◆ **EXTRACT**
==========

But the coded resistance too was quite wonderful and perhaps had its own way of taking revenge at queer artists being forced into secondary and marginal places. Ignacio Darnaude in a summary of the book, with his own sly additions, in The Gay & Lesbian Review speaks of Wonner’s ‘frequent coded images of pansies’. He continues:
The word “pansy” is, of course, one of the many anti-gay slurs. In his striking French Still Life (1990), a vase with pansies stands proudly above books depicting French and English artists, implicitly claiming that queer artists are at the top of the artistic canon.[10]
Hence I have labelled the collage in which I feature that painting’s reproduction Revenge of The Pansies. Of course, we have to have fun and the truth is more nuanced – I will eventually argue that, far from becoming absorbed into the competitiveness of the institutional art-world, rigorously heteronormative in its public face especially amongst Abstract Expressionists, like Jackson Pollock, it preferred a model of retreat and collaboration and a painting that allowed worldly claims and titles to go elsewhere, whilst their painting followed innovative tracks to high standards that made heteronormativity look like a rigidity of mannerism as behaviour or description of life or art.

The play with almost surreal patterns of tonal variation, sometimes passing itself as the cast of light and shade or foreground and background, extends to the hyper-precision of the pencils laid at a slant or across the perspectival field with shadows in the case of the one on the left-hand side that makes us query the placing of the unnaturally static lighting implied – like that of theatre. If pansies are at the ‘top of the pile’, secondary to no-one in France, even Degas placed above the mere genre of French still-lifes. All the pansies need is a good well-thumbed French-English dictionary.

==========

◆ **SUPPLIED DATA**
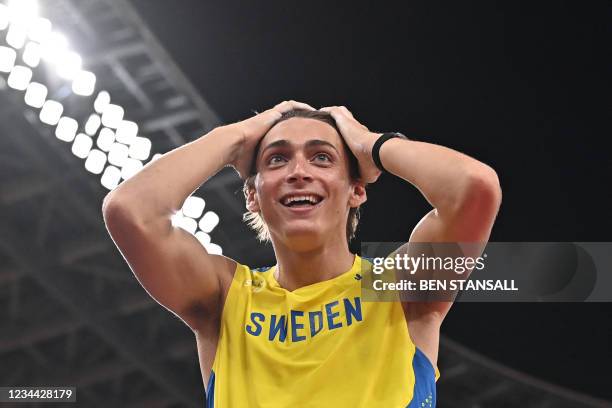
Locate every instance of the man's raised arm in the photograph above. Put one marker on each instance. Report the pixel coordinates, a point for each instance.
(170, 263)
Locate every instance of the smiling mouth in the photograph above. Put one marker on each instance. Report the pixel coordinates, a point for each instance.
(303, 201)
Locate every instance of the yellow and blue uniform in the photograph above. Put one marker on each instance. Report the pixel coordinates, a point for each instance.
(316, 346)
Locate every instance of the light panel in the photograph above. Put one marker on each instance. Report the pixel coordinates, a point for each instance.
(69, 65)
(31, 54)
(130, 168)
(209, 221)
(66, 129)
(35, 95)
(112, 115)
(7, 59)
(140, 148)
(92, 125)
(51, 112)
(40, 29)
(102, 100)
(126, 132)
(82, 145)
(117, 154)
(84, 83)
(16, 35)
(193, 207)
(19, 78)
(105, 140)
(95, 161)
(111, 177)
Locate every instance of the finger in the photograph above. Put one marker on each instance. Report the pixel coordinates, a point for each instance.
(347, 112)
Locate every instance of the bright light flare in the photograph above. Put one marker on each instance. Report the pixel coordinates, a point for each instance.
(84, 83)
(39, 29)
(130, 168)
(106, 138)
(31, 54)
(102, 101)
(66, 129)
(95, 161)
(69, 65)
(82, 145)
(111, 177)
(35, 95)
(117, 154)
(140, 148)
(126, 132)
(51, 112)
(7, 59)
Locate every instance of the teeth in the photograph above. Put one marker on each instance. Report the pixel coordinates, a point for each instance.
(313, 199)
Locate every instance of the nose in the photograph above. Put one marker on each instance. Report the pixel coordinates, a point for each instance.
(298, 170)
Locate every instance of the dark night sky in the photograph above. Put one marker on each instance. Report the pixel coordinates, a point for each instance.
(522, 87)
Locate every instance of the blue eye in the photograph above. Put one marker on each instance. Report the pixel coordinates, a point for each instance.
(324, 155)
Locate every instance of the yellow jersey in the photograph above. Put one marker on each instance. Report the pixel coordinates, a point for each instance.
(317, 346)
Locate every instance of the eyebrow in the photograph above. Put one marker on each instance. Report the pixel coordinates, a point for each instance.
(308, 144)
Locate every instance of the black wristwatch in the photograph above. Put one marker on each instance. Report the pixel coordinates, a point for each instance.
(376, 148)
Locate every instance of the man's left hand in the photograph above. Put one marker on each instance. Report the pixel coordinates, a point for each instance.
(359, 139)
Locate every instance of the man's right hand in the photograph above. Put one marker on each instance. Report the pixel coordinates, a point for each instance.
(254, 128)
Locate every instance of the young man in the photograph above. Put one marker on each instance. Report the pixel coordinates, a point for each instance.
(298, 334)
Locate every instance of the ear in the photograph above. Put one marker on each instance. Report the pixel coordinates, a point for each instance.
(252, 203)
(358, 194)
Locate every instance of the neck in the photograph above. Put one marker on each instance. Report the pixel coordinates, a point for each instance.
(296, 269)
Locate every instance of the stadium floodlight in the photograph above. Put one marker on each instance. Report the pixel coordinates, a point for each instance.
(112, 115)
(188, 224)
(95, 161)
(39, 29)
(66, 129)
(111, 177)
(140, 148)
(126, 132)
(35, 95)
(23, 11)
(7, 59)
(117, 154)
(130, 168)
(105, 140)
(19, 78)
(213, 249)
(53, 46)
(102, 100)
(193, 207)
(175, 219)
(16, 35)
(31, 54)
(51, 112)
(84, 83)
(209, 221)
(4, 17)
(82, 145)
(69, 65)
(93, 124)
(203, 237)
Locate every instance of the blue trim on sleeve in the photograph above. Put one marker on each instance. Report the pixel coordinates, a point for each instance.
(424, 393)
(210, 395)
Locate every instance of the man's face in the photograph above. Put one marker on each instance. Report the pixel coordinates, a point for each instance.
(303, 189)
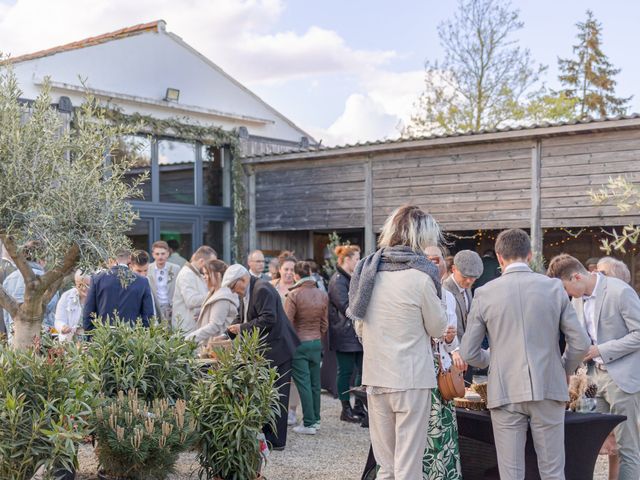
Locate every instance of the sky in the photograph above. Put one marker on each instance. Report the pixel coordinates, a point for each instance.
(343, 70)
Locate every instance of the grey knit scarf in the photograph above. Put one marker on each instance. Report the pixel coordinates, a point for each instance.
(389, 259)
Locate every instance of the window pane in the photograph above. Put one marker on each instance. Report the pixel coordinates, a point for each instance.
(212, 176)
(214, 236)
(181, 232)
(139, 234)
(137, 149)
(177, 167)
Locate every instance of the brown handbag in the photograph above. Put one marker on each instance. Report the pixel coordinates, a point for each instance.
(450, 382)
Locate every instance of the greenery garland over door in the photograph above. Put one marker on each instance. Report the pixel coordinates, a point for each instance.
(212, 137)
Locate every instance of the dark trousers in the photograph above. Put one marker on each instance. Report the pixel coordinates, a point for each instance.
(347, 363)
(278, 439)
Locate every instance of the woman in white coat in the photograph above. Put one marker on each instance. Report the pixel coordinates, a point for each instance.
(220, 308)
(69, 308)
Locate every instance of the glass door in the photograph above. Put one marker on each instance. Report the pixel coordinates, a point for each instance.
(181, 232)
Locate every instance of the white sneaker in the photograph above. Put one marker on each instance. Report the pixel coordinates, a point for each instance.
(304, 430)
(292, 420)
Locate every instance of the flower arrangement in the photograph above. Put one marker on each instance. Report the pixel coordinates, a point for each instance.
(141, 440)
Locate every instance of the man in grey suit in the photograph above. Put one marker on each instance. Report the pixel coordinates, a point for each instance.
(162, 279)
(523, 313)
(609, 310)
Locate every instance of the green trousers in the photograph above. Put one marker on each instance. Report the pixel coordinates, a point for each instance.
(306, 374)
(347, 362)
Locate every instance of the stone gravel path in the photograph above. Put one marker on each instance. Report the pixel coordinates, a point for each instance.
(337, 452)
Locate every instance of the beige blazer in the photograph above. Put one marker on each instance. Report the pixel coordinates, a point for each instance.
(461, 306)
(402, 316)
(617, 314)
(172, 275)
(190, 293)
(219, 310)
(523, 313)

==========

◆ **TASK REQUIREMENTS**
Write out the passage on Wonner's pansy imagery word for word, from "The play with" to "well-thumbed French-English dictionary.".

◆ **TASK RESULT**
The play with almost surreal patterns of tonal variation, sometimes passing itself as the cast of light and shade or foreground and background, extends to the hyper-precision of the pencils laid at a slant or across the perspectival field with shadows in the case of the one on the left-hand side that makes us query the placing of the unnaturally static lighting implied – like that of theatre. If pansies are at the ‘top of the pile’, secondary to no-one in France, even Degas placed above the mere genre of French still-lifes. All the pansies need is a good well-thumbed French-English dictionary.